Your objective: Only a number is wanted here: the count of lines in the entries below that contain the word "plate".

Input material:
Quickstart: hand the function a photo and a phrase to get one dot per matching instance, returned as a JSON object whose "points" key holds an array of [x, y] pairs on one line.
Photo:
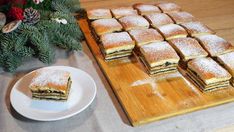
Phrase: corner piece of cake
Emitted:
{"points": [[159, 58], [215, 45], [50, 84], [227, 60], [208, 74]]}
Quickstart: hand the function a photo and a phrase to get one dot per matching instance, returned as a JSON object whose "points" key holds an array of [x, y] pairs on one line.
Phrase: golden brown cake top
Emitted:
{"points": [[113, 40], [171, 30], [123, 11], [54, 79], [215, 45], [208, 70], [169, 7], [134, 22], [158, 53], [159, 19], [146, 35], [146, 8], [228, 61], [188, 47], [99, 13], [181, 17], [102, 26], [197, 28]]}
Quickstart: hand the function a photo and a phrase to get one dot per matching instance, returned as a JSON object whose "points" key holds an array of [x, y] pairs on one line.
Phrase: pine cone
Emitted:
{"points": [[31, 16]]}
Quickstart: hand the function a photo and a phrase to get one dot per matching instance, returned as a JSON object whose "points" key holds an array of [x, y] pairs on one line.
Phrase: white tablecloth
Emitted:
{"points": [[105, 113]]}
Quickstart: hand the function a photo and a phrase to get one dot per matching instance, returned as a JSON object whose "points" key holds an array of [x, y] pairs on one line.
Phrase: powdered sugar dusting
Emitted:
{"points": [[159, 51], [106, 22], [206, 67], [44, 77], [181, 17], [214, 44], [124, 11], [197, 27], [159, 19], [146, 8], [166, 7], [115, 38], [188, 46], [170, 29], [144, 35], [134, 21], [99, 12], [228, 59]]}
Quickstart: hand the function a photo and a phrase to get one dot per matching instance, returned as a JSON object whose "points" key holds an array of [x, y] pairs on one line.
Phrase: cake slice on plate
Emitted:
{"points": [[50, 85]]}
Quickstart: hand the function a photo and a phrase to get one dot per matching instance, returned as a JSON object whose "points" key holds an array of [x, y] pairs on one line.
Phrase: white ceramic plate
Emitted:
{"points": [[82, 93]]}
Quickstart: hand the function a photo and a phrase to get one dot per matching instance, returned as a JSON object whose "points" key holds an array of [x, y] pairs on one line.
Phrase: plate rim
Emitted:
{"points": [[60, 117]]}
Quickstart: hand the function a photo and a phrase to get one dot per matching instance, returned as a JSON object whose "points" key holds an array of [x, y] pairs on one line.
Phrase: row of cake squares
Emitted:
{"points": [[155, 20], [139, 8]]}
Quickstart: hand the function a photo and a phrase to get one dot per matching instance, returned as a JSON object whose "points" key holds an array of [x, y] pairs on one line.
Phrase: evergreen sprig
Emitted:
{"points": [[40, 39]]}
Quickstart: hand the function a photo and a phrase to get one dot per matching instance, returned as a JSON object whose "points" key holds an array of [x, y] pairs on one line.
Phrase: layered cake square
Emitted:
{"points": [[145, 36], [169, 7], [94, 14], [159, 58], [50, 85], [172, 31], [116, 45], [158, 19], [197, 29], [227, 60], [208, 74], [215, 45], [134, 22], [181, 17], [144, 9], [123, 11], [188, 48], [103, 26]]}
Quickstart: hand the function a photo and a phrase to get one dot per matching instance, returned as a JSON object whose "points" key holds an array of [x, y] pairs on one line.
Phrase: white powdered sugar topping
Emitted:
{"points": [[99, 12], [197, 27], [188, 46], [169, 6], [134, 20], [45, 77], [158, 51], [214, 44], [106, 22], [228, 59], [207, 66], [181, 16], [171, 28], [143, 7], [159, 19], [124, 11], [115, 38]]}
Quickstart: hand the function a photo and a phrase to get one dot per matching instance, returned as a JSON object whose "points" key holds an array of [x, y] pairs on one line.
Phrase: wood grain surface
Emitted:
{"points": [[146, 98]]}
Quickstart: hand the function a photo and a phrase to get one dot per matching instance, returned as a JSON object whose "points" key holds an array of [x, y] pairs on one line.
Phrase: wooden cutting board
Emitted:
{"points": [[145, 98]]}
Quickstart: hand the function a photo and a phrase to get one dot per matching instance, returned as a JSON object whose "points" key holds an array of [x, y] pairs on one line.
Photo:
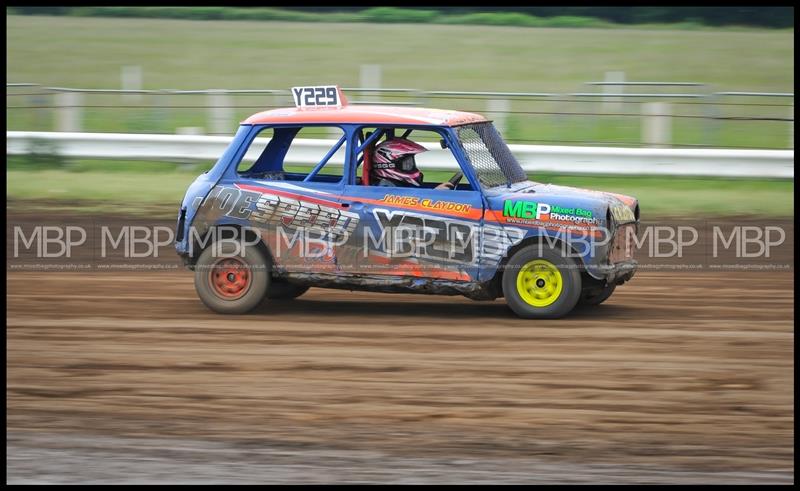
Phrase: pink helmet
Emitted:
{"points": [[394, 160]]}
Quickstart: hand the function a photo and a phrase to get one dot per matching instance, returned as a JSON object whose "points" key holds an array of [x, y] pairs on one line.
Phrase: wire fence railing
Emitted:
{"points": [[655, 114]]}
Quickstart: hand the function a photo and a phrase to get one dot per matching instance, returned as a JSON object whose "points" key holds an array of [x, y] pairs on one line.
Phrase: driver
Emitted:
{"points": [[393, 164]]}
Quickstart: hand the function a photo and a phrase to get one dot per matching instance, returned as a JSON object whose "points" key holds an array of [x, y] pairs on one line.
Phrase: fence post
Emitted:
{"points": [[68, 114], [131, 80], [613, 103], [220, 112], [656, 131], [370, 77], [498, 112]]}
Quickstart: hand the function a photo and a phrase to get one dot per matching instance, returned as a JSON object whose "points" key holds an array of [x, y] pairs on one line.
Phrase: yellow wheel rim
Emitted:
{"points": [[539, 283]]}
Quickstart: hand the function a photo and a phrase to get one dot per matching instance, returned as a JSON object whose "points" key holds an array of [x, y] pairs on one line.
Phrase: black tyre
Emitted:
{"points": [[595, 292], [541, 283], [232, 280], [283, 290]]}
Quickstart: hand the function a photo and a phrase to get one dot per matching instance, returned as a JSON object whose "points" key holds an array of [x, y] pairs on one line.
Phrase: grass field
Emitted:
{"points": [[184, 54], [149, 187]]}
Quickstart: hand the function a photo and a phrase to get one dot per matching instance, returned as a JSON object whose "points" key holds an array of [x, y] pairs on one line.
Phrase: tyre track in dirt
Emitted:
{"points": [[680, 377]]}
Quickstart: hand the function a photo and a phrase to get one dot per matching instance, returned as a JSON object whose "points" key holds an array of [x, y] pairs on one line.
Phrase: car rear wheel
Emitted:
{"points": [[541, 283], [233, 279]]}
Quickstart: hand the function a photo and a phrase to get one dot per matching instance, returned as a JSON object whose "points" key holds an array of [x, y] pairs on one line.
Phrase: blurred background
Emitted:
{"points": [[120, 374], [626, 77]]}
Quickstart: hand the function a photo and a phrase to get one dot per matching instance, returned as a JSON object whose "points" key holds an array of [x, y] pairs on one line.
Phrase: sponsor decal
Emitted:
{"points": [[529, 212], [426, 203], [622, 213]]}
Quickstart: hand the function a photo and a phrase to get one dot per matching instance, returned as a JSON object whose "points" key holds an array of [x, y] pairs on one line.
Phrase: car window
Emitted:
{"points": [[436, 164], [292, 153]]}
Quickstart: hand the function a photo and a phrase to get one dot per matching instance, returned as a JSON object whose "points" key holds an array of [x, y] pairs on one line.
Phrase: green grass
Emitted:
{"points": [[157, 189], [88, 52]]}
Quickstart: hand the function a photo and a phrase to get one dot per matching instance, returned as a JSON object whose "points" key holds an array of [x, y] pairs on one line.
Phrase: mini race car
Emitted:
{"points": [[324, 194]]}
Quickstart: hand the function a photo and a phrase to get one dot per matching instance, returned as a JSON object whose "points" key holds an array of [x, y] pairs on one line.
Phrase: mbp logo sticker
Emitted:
{"points": [[526, 210]]}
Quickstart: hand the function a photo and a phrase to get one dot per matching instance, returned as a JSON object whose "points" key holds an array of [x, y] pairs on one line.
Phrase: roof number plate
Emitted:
{"points": [[321, 96]]}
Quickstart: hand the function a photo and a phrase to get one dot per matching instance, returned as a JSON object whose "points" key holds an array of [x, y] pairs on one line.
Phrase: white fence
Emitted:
{"points": [[534, 158]]}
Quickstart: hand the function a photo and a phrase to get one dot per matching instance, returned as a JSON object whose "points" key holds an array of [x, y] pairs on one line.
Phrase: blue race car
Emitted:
{"points": [[331, 194]]}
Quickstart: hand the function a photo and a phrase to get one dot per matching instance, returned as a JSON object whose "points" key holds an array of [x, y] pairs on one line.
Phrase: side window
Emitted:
{"points": [[402, 155], [247, 164], [294, 153], [310, 146]]}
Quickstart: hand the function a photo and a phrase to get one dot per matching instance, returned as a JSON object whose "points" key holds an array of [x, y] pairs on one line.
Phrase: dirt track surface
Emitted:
{"points": [[682, 377]]}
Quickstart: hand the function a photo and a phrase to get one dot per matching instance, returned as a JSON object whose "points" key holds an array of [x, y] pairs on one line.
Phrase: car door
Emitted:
{"points": [[418, 232]]}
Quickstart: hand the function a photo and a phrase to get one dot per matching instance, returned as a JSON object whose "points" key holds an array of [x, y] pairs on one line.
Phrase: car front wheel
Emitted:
{"points": [[539, 282]]}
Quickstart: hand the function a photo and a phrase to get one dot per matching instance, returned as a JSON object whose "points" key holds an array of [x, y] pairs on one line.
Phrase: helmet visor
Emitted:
{"points": [[406, 163]]}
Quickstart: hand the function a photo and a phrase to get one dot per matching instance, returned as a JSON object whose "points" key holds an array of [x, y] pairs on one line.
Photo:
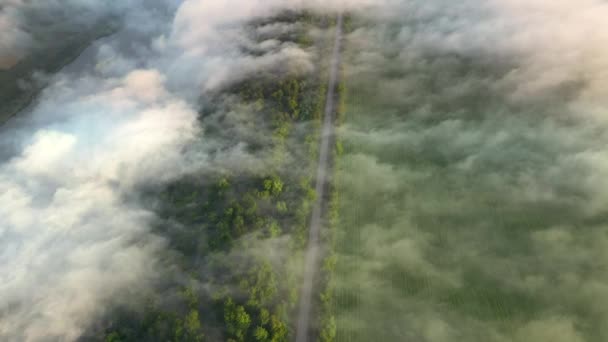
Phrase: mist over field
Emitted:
{"points": [[472, 184], [157, 164]]}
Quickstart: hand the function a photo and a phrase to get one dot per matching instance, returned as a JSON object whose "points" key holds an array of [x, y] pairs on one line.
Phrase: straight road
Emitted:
{"points": [[312, 252]]}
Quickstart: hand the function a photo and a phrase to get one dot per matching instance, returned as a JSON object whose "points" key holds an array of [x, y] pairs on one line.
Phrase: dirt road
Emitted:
{"points": [[312, 253]]}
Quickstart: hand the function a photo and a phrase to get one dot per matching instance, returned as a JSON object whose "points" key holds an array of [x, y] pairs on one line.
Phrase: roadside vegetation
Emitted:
{"points": [[220, 225]]}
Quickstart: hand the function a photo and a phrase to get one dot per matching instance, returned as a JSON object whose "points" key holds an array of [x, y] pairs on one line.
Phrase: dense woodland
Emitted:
{"points": [[222, 289]]}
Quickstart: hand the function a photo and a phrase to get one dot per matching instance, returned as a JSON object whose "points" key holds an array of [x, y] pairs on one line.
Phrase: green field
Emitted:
{"points": [[461, 215]]}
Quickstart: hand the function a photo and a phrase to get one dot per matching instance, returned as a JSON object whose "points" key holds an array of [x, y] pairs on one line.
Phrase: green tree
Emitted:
{"points": [[237, 320]]}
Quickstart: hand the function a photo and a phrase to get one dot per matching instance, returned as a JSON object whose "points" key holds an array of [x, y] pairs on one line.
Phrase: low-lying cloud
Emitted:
{"points": [[122, 117]]}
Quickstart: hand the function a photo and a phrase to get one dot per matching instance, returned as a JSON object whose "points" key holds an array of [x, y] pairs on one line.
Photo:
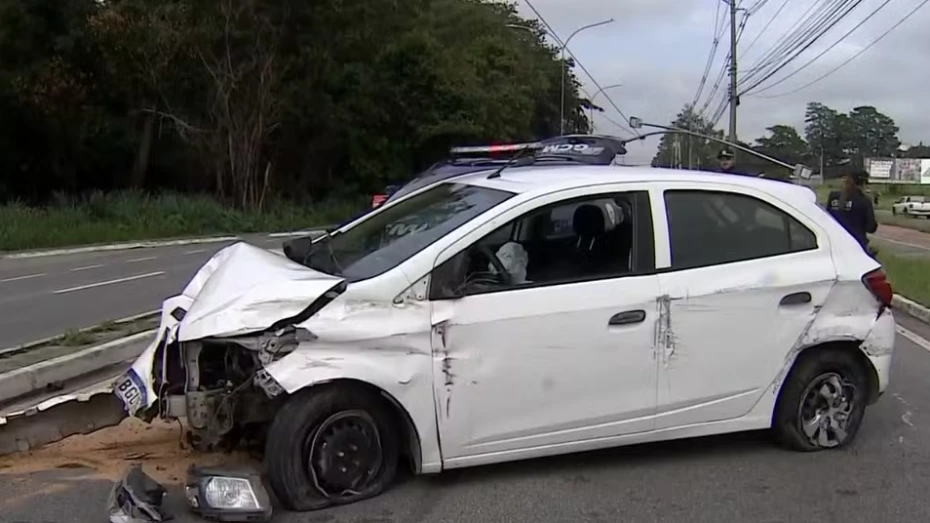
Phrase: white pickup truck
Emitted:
{"points": [[912, 205]]}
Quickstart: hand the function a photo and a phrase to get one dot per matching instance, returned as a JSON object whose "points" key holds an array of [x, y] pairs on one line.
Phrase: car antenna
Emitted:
{"points": [[520, 155]]}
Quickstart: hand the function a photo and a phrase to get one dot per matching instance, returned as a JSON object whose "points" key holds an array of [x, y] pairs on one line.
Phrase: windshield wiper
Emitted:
{"points": [[326, 238]]}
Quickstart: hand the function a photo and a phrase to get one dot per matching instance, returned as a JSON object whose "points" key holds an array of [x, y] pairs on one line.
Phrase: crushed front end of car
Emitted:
{"points": [[207, 363]]}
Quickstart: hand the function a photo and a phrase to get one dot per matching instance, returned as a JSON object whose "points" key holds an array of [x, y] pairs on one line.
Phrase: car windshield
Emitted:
{"points": [[392, 235]]}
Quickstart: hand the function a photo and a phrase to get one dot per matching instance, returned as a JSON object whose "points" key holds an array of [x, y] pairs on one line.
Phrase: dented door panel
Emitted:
{"points": [[729, 333], [383, 344], [533, 368]]}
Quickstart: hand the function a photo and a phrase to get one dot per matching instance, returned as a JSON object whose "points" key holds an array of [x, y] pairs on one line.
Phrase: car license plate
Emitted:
{"points": [[130, 390]]}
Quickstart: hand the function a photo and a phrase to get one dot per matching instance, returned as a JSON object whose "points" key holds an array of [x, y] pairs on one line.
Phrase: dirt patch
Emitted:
{"points": [[109, 452]]}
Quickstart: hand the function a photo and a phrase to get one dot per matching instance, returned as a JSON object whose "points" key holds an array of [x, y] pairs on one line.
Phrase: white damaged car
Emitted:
{"points": [[526, 313]]}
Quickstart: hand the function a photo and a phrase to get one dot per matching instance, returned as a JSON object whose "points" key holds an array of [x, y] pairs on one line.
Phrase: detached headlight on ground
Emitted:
{"points": [[227, 494]]}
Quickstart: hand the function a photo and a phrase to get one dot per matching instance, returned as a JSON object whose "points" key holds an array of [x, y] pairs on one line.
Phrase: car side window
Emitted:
{"points": [[713, 227], [606, 236]]}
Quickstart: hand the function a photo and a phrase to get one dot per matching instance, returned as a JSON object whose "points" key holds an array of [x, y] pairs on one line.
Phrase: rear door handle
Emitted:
{"points": [[627, 318], [797, 298]]}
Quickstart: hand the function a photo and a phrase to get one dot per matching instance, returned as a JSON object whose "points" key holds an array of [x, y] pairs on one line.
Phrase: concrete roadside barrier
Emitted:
{"points": [[39, 376]]}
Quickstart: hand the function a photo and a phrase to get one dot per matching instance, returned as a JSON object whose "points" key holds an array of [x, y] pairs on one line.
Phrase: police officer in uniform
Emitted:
{"points": [[853, 209], [726, 163]]}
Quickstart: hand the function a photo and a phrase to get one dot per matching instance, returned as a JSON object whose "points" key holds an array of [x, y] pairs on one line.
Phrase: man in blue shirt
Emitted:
{"points": [[853, 209]]}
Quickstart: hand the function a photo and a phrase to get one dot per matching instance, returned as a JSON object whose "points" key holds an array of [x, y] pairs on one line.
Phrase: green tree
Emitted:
{"points": [[784, 143], [252, 97], [871, 134], [828, 134]]}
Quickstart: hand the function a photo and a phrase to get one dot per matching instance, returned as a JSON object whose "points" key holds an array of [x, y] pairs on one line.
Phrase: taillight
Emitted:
{"points": [[879, 285]]}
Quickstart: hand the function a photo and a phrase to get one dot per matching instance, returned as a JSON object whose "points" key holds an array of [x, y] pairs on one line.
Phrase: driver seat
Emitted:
{"points": [[590, 227]]}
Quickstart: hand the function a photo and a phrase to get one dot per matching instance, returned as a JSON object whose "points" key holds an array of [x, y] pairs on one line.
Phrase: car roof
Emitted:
{"points": [[546, 179]]}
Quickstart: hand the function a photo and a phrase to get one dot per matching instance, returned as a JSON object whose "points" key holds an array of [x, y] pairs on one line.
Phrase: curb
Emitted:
{"points": [[911, 307], [36, 343], [149, 244], [116, 247], [311, 232], [38, 376]]}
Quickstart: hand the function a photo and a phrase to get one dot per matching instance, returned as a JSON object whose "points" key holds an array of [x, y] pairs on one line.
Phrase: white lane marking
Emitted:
{"points": [[914, 245], [918, 340], [26, 277], [906, 417], [108, 282], [147, 258], [87, 267]]}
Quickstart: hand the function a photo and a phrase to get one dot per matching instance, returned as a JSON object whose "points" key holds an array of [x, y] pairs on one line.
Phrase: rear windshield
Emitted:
{"points": [[393, 234]]}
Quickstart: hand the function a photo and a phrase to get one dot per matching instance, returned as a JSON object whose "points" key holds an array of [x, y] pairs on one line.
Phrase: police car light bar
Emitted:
{"points": [[492, 149]]}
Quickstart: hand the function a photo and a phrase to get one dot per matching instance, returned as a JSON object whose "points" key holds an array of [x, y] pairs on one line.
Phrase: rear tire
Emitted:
{"points": [[331, 446], [822, 403]]}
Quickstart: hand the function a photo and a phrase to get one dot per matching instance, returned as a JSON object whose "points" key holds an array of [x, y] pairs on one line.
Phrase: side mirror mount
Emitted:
{"points": [[446, 281]]}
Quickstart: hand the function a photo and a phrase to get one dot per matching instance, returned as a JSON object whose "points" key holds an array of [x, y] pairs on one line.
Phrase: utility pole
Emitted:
{"points": [[734, 99]]}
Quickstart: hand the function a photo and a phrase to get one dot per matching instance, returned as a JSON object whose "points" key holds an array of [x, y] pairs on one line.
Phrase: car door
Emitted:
{"points": [[740, 281], [544, 366]]}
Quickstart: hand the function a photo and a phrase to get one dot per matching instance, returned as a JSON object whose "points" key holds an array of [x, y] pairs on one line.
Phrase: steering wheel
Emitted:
{"points": [[498, 266]]}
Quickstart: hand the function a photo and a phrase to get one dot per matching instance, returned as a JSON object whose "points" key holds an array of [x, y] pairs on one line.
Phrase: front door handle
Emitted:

Written response: 5